**EXERCISE PROMPT**
Reproduce the robot architecture notes below from "7. Updated Documentation¶" up to and including "status (Phase 0)", word for word.

Each phase has specific tasks and exit criteria.

5. Skills API Specification¶

Before: Abstract concept without implementation guidance After: Complete specification with: - Registration pattern with decorators - Validation requirements - Result structure (SkillResult with data + telemetry) - Safety requirements (timeouts, clamps, error handling) - Code examples for implementation and usage

6. Robot Interface Patterns¶

New: Explicit separation between Skills and ROS topics - Skills never publish directly to /cmd_vel - All hardware access through RobotInterface - Safety clamps built into interface - State monitoring and aggregation

7. Updated Documentation¶

Files Updated: 1. docs/project.md (Backed up old version) - Complete architecture with diagrams - Full package structure with file listings - Skills API reference - Development workflow - All 6 implementation phases - Safety constraints and ROS topics - Configuration and deployment guides

.github/copilot-instructions.md
Phase-aware guidance
Code templates for skills
Common patterns and anti-patterns
Troubleshooting guides
Testing patterns
README.md
User-focused quick start
Clear status (Phase 0)
Architecture overview
Development workflow
Skills API examples
Roadmap with checkboxes

Key Architectural Decisions¶

1. Skills-First Design¶

All robot control goes through Skills API
No direct ROS topic publishing from agents
Enforces safety, validation, and telemetry

2. Type-Safe Interfaces¶

Python type hints required
Parameter validation before execution
Structured result objects (not bare returns)

3. Safety by Default¶

Every skill has timeout
Velocity commands clamped to safe ranges
Input validation required
Telemetry for all operations

4. Layered Responsibilities¶

Agent doesn't know about ROS topics
Skills don't know about LLMs
Robot interface doesn't know about missions
Clear separation of concerns

5. Container-First Development¶

All development in devcontainer
Consistent environment across team
Pre-configured tools and aliases

What's Next¶

Immediate (Phase 0)¶

Create shadowhound_interfaces package with custom messages
Create skeleton packages for robot, skills, agent, bringup
Set up basic launch files
Create shadowhound.repos for go2_ros2_sdk
Verify clean build: cb succeeds without errors

Short Term (Phase 1)¶

Implement Skills registry and executor
Create 4 basic skills (say, stop, rotate, snapshot)
Write unit tests for all skills
CLI tool for testing skills

Medium Term (Phase 2-3)¶

Import and integrate go2_ros2_sdk
Implement RobotInterface
Test skills on real hardware
Add LLM client and mission planner
Natural language mission execution

Documentation Structure¶

ShadowHound/
├── README.md                          # Quick start, user-focused
├── docs/
│   └── project.md                     # Complete architecture (THIS IS THE SOURCE OF TRUTH)

**STUDY MATERIAL**
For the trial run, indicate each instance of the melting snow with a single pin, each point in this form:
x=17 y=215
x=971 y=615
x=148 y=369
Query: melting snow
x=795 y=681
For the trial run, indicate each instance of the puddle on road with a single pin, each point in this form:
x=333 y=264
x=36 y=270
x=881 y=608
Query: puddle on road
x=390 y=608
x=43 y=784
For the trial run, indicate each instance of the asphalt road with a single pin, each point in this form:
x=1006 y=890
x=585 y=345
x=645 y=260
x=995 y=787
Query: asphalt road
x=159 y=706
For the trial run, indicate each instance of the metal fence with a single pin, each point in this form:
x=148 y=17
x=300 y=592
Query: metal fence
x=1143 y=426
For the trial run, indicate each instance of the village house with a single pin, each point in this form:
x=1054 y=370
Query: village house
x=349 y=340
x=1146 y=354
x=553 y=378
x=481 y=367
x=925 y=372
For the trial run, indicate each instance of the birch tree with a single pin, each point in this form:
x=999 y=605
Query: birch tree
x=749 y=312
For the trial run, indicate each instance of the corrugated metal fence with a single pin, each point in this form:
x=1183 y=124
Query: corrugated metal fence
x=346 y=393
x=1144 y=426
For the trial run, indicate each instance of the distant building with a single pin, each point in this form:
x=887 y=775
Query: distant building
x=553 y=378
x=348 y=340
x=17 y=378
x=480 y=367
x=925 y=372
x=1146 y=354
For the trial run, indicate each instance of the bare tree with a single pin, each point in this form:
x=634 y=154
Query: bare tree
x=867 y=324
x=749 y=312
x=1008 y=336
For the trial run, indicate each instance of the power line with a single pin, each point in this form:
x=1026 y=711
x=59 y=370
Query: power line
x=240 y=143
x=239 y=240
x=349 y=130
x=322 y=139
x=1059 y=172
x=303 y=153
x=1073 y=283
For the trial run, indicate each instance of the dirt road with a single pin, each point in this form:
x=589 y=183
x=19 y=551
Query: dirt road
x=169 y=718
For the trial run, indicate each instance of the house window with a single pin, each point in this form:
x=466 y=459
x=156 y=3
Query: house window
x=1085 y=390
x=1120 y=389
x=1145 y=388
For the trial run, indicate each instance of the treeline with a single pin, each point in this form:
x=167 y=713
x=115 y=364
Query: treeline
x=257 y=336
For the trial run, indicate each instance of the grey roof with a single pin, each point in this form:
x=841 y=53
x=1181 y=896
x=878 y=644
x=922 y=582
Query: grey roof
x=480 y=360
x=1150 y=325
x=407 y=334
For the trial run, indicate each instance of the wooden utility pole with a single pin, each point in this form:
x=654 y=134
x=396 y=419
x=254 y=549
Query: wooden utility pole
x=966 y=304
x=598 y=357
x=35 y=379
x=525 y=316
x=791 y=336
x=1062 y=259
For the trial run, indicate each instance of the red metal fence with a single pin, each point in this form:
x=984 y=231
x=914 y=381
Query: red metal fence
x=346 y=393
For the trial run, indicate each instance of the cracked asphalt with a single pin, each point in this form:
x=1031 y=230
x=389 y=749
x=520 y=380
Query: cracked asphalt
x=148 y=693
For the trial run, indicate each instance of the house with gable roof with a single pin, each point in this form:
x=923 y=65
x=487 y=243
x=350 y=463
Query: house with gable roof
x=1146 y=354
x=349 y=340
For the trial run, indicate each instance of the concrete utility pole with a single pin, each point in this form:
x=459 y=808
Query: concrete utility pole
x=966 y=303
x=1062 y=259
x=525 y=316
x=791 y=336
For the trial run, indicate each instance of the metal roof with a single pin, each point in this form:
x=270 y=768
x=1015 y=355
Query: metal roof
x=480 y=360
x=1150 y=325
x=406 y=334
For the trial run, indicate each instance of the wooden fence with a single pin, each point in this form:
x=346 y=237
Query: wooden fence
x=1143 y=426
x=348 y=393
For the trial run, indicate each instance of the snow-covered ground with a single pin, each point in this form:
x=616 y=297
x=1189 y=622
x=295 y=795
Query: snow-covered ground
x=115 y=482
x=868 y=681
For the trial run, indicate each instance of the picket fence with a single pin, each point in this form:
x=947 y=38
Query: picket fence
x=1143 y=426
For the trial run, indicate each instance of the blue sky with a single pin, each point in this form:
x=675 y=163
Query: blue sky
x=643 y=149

**RESULT FOR THIS TASK**
7. Updated Documentation¶

Files Updated: 1. docs/project.md (Backed up old version) - Complete architecture with diagrams - Full package structure with file listings - Skills API reference - Development workflow - All 6 implementation phases - Safety constraints and ROS topics - Configuration and deployment guides

.github/copilot-instructions.md
Phase-aware guidance
Code templates for skills
Common patterns and anti-patterns
Troubleshooting guides
Testing patterns
README.md
User-focused quick start
Clear status (Phase 0)